> Records to process
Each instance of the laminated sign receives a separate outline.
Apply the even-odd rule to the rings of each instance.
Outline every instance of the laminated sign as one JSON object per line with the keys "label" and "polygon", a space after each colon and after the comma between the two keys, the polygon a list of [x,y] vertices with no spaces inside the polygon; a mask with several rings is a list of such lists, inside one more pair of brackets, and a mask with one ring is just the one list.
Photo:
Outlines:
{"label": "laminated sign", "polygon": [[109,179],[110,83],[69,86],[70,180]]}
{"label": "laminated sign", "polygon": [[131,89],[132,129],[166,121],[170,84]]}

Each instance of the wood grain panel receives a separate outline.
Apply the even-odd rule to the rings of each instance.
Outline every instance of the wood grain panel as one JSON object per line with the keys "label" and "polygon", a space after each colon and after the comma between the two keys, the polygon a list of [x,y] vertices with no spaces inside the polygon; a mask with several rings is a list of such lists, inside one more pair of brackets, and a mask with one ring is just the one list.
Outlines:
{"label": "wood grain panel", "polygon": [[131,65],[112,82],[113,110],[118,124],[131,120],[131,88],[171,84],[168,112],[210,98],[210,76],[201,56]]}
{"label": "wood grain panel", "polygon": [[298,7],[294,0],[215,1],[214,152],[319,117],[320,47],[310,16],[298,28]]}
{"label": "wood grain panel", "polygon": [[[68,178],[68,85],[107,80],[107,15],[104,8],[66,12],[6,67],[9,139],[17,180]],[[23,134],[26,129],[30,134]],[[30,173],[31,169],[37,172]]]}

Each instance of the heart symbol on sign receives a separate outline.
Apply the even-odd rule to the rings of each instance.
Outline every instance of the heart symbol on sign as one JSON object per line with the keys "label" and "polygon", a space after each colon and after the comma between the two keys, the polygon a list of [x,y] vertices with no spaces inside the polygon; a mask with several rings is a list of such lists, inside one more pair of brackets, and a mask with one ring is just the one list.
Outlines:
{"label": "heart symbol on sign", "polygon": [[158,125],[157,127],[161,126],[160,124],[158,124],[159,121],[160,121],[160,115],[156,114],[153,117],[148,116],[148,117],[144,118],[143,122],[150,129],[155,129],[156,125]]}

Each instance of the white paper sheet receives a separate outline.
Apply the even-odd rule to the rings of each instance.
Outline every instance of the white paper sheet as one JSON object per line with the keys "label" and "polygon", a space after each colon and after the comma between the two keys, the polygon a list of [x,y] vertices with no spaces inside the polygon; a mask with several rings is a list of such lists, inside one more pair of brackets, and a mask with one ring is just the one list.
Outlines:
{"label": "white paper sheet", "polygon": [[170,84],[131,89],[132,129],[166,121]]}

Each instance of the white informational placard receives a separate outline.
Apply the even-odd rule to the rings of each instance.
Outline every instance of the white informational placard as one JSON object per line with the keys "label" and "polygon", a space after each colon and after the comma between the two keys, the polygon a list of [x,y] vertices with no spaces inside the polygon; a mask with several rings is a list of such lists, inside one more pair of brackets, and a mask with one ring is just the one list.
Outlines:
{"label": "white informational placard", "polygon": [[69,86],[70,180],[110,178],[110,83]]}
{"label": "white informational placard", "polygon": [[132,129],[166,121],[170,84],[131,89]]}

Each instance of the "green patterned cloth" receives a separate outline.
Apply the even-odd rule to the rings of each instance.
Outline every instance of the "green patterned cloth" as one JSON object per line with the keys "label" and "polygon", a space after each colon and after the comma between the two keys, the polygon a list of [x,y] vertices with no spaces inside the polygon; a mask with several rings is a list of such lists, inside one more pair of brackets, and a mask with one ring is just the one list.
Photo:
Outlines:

> Exercise objective
Copy out the whole listing exactly; please set it all down.

> Written answer
Each instance of the laminated sign receives a separate outline.
Apply the even-odd rule to the rings of each instance.
Outline every instance of the laminated sign as one JSON object per line with the keys "label" and "polygon", a space after each colon and after the comma between the two keys, the polygon a list of [x,y] vertices with no spaces inside the polygon; a mask with several rings is a list of such lists, inside one more pair of brackets, and a mask with one ring is just the one list.
Photo:
Outlines:
{"label": "laminated sign", "polygon": [[109,179],[110,83],[69,86],[70,180]]}
{"label": "laminated sign", "polygon": [[131,89],[132,129],[166,121],[170,84]]}

Each instance of the wood grain panel receives a separate outline.
Apply the even-odd rule to the rings of each instance.
Outline every instance of the wood grain panel as one JSON object per line with the keys "label" and "polygon", a space after each colon and after the comma between the two keys, the polygon a list of [x,y] vertices with no spaces inside the polygon; a mask with several rings is a list of such lists, inside one more pair of brackets, and a mask with one ring is just the one list.
Outlines:
{"label": "wood grain panel", "polygon": [[131,65],[112,82],[113,110],[118,124],[131,120],[131,88],[171,84],[168,112],[210,98],[210,76],[201,56]]}
{"label": "wood grain panel", "polygon": [[298,7],[294,0],[215,1],[214,152],[319,117],[320,47],[310,16],[298,28]]}
{"label": "wood grain panel", "polygon": [[[68,178],[68,85],[107,80],[107,15],[104,8],[66,12],[6,67],[9,139],[17,180]],[[23,134],[26,129],[30,134]],[[30,173],[31,169],[37,172]]]}

Each instance of the heart symbol on sign receives a separate outline.
Apply the even-odd rule to the rings of each instance.
Outline every instance of the heart symbol on sign as one JSON object per line with the keys "label" and "polygon", a space after each colon and after the comma between the two keys, the polygon a list of [x,y] vertices with no spaces inside the polygon; a mask with several rings is a list of such lists, inside one more pair of brackets, and a mask with one ring is just the one list.
Outlines:
{"label": "heart symbol on sign", "polygon": [[158,125],[157,127],[161,126],[160,124],[158,124],[159,121],[160,121],[160,115],[156,114],[153,117],[148,116],[148,117],[144,118],[143,122],[150,129],[155,129],[156,125]]}

Each instance of the white paper sheet receives a separate outline.
Apply the even-odd rule to the rings of each instance.
Outline every instance of the white paper sheet as one JSON object per line with the keys "label" and "polygon", a space after each colon and after the comma between the two keys, the polygon a list of [x,y] vertices with no spaces inside the polygon; a mask with several rings is a list of such lists, inside one more pair of brackets, and a mask with one ring is just the one list.
Outlines:
{"label": "white paper sheet", "polygon": [[170,84],[131,89],[132,129],[166,121]]}

Each instance of the white informational placard receives a separate outline.
Apply the even-odd rule to the rings of each instance.
Outline every instance of the white informational placard as one JSON object per line with the keys "label" and "polygon", a space after each colon and after the comma between the two keys, the polygon a list of [x,y] vertices with no spaces inside the polygon; a mask with several rings is a list of such lists, inside one more pair of brackets, and a mask with one ring is just the one list.
Outlines:
{"label": "white informational placard", "polygon": [[69,86],[70,180],[110,178],[110,83]]}
{"label": "white informational placard", "polygon": [[132,129],[166,121],[170,84],[131,89]]}

Each instance of the "green patterned cloth" receives a separate outline.
Apply the even-odd rule to the rings of each instance.
Outline every instance of the "green patterned cloth" as one JSON object per line with the keys "label" and "polygon", a space after each colon and after the comma between the two keys, the polygon a list of [x,y] vertices with no spaces inside the polygon; a mask with several rings is a list of such lists, inside one more pair of brackets, and a mask with one ring is just the one list.
Photo:
Outlines:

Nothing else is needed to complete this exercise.